§ Problem description
Beginning with the line that contains "Identify each instance of the light" in the material below, print each line exactly until the line that contains "Identify each instance of the preserved" has been printed, then stop.

§ Material for the task
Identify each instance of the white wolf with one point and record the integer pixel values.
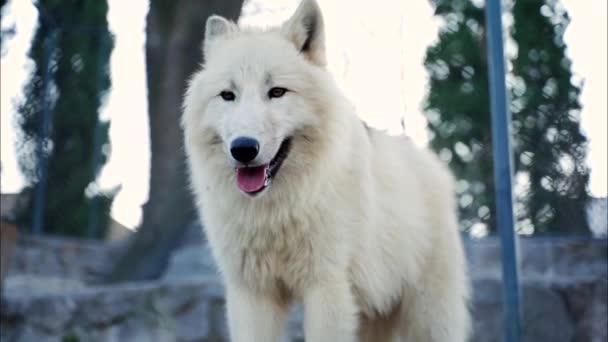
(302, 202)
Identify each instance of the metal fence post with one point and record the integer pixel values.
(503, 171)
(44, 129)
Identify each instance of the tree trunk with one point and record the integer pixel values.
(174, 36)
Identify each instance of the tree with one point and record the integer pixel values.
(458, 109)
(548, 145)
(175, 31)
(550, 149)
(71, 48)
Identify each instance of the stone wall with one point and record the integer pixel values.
...
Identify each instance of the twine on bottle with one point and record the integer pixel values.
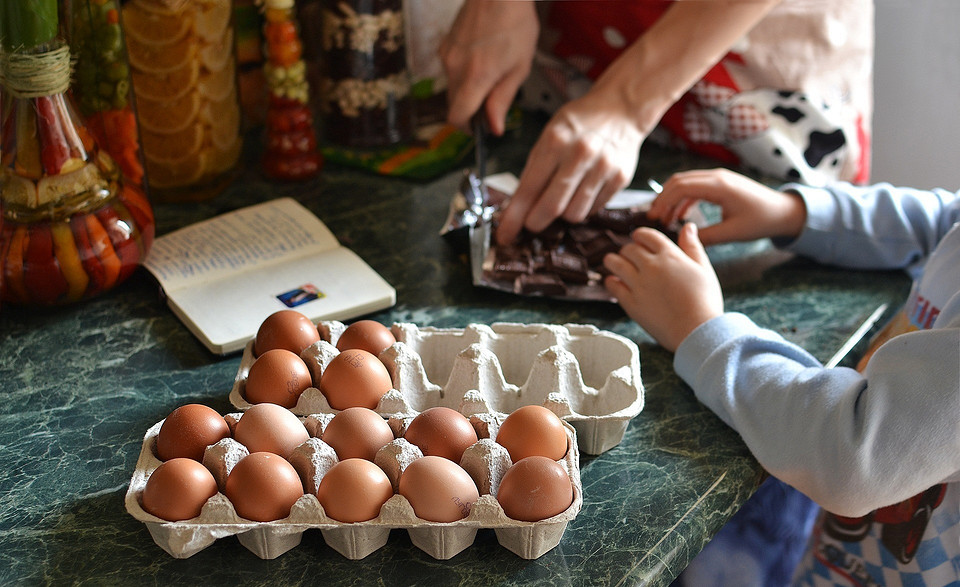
==
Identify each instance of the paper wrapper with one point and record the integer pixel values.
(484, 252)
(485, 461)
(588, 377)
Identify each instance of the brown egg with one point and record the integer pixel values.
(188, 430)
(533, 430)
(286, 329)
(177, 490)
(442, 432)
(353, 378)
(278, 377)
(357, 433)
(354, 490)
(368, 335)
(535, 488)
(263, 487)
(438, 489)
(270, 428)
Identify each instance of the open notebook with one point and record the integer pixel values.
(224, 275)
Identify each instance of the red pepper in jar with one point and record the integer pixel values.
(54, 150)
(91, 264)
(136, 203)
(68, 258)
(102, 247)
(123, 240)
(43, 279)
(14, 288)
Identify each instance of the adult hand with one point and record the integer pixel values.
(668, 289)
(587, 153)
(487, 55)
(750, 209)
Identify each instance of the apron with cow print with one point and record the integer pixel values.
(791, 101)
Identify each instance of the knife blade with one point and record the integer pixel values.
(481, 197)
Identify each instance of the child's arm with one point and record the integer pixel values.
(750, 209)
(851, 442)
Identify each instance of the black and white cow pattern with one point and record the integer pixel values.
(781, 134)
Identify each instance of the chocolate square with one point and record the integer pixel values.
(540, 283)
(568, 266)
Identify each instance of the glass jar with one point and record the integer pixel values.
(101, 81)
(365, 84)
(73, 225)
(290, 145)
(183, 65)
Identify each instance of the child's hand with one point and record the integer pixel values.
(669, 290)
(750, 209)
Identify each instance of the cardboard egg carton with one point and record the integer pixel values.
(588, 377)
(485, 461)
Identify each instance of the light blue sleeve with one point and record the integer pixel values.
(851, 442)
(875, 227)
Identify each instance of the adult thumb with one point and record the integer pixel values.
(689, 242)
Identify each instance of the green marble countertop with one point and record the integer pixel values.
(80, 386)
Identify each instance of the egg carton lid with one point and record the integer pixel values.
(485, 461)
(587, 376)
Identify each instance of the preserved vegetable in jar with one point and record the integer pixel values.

§ Result of the task
Identify each instance of the light blue sleeve with one point and record the integer pixel values.
(851, 442)
(875, 227)
Identify each instance of the adult thumb with one point and record the integer pixel values.
(689, 242)
Identify each instance of the green marble countertop with one point and record the integer pixel values.
(80, 386)
Identify each instance of the egg carton lid with one point and record the integer pixel values.
(485, 461)
(587, 376)
Identify each instance of the preserved vegetable in jar with one point and record the integer pixel values.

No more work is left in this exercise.